Selected passage -
——

Predict on unseen group in hierarchical model

Hi,
Note: this topic is very similar to this thread (How do we predict on new unseen groups in a hierarchical model in PyMC3?) which I read and adopted to my particular model:
I have a hierarchical model with e.g. 2 levels of hierarchy: clusters and instances.
For instance, I define the model like this:

def model_factory(y, cluster, instance, n_clusters, n_instances):
    with pm.Model() as model:
        a = pm.Normal('a', mu= 0., sigma=3., shape=n_clusters)
        sigma_a = pm.Exponential('sigma_a', 1., shape=n_clusters)

        mu_tilde = pm.Normal('mu_t', mu=0., sigma=1., shape=n_instances)
        mu = pm.Deterministic('mu', mu_tilde * sigma_a[cluster] + a[cluster])

        sigma = pm.Exponential('sigma', 1., shape=n_instances)
        data_obs = pm.Normal('data', mu=mu[instance], sigma=sigma[instance], observed=y)
    return model

You can see that I have a hyperprior for the clusters. In each clusters, there can be multiple instances which use the prior of the cluster.
For instance, I create toy data like this:

np.random.seed(123)

N_clusters = 3  # Number of clusters
N_instances = [10, 5, 1]  # Number of instances per cluster
total_instances = sum(N_instances)
N = 100 # Number of samples per instance
cluster_means = [1., 2., 3.]  # Mean of means within cluster
cluster_means_std = [0.3, 0.1, 0.1]  # Std of means within cluster
std = 0.5

data = []
true_means = []
for i in range(N_clusters):
    if N_instances[i] > 0:
        means = np.random.normal(loc=cluster_means[i], scale=cluster_means_std[i], size=N_instances[i])

——

Source excerpt -
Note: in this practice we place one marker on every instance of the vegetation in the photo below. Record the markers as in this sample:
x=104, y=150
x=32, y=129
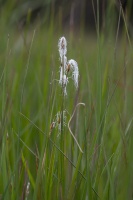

——

Task requirements -
1. In the forum post on predicting for an unseen group in a hierarchical model, how many instances per cluster does the toy data specify?
2. Continue the forum post on predicting for an unseen group in a hierarchical model, starting after its final line.

Final answers -
1. Ten instances in the first cluster, five in the second, and one in the third.

2.
        true_means = np.append(true_means, means)
        data.append(np.array([np.random.normal(means[j], std, N) for j in range(N_instances[i])]))
data = np.vstack(data).reshape(-1)
clusters = []
for i in range(N_clusters):
    clusters += [i] * N_samples[i]
instance = np.repeat(np.arange(sum(N_samples)), N)

i.e., I have 3 clusters and each cluster has a certain number of instances (and each instances has 100 data points).

Now I am fitting the model to this data:

with model_factory(data, clusters, instance, N_clusters, total_instances):
    trace = pm.sample(tune=2000, target_accept=0.99)
    idata = az.from_pymc3(trace)

Now let’s assume I want to predict the data for an unseen instance of cluster 1. Following the thread mentioned above, I am trying to do this like this:

df = pm.trace_to_dataframe(trace,
                           varnames=['a', 'sigma_a'],
                           include_transformed=True)
with model_factory(0, [1], [0], 3, 1):
    post_pred = pm.sample_posterior_predictive(df.to_dict('records'))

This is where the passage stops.